**Task directions**: Retype each entry below exactly. Do not carry any image over.
═══
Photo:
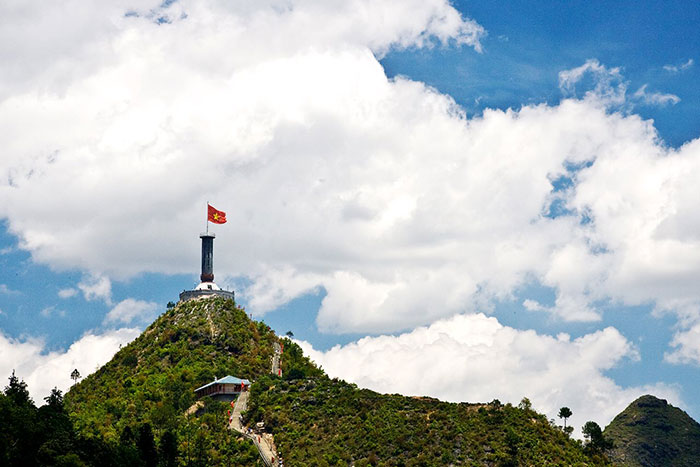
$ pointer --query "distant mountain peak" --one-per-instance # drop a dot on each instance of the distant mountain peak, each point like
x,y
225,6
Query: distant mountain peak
x,y
652,432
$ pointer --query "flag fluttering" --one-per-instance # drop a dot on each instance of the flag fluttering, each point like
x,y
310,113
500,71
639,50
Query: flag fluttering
x,y
215,216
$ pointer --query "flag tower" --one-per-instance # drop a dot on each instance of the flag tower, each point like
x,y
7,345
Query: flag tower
x,y
207,287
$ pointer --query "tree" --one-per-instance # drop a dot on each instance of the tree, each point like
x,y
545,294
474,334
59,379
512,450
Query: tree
x,y
75,376
565,413
168,449
147,446
594,438
18,392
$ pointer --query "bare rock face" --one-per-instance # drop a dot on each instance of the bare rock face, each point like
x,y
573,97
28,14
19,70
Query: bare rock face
x,y
651,432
═══
**Your solution**:
Photo:
$ pointer --query "distant mountain peak" --one-per-instance # drop a dot on each instance of the distant mountain peak, each point like
x,y
225,6
Query: distant mountain peak
x,y
652,432
$ pointer --query "flag fluttering" --one-per-instance # drop a dot on each instance of the flag fluttering, each point like
x,y
310,113
500,71
639,50
Query: flag fluttering
x,y
215,216
$ pointer --query "flag tower" --one-per-instance # drop a dot on each instance of the flag tower, each point like
x,y
7,345
Query: flag tower
x,y
207,287
$ pointer --query "tree" --one-per-instance # drop a dot on each instance of the tree, each point like
x,y
545,294
474,334
59,379
512,450
Query: tree
x,y
75,376
565,413
168,449
147,446
594,438
18,392
$ pointer --query "bare rock face" --one-per-instance # drop a dot on each instance of the bare rock face, each point like
x,y
573,97
28,14
19,70
Query: bare rock face
x,y
651,432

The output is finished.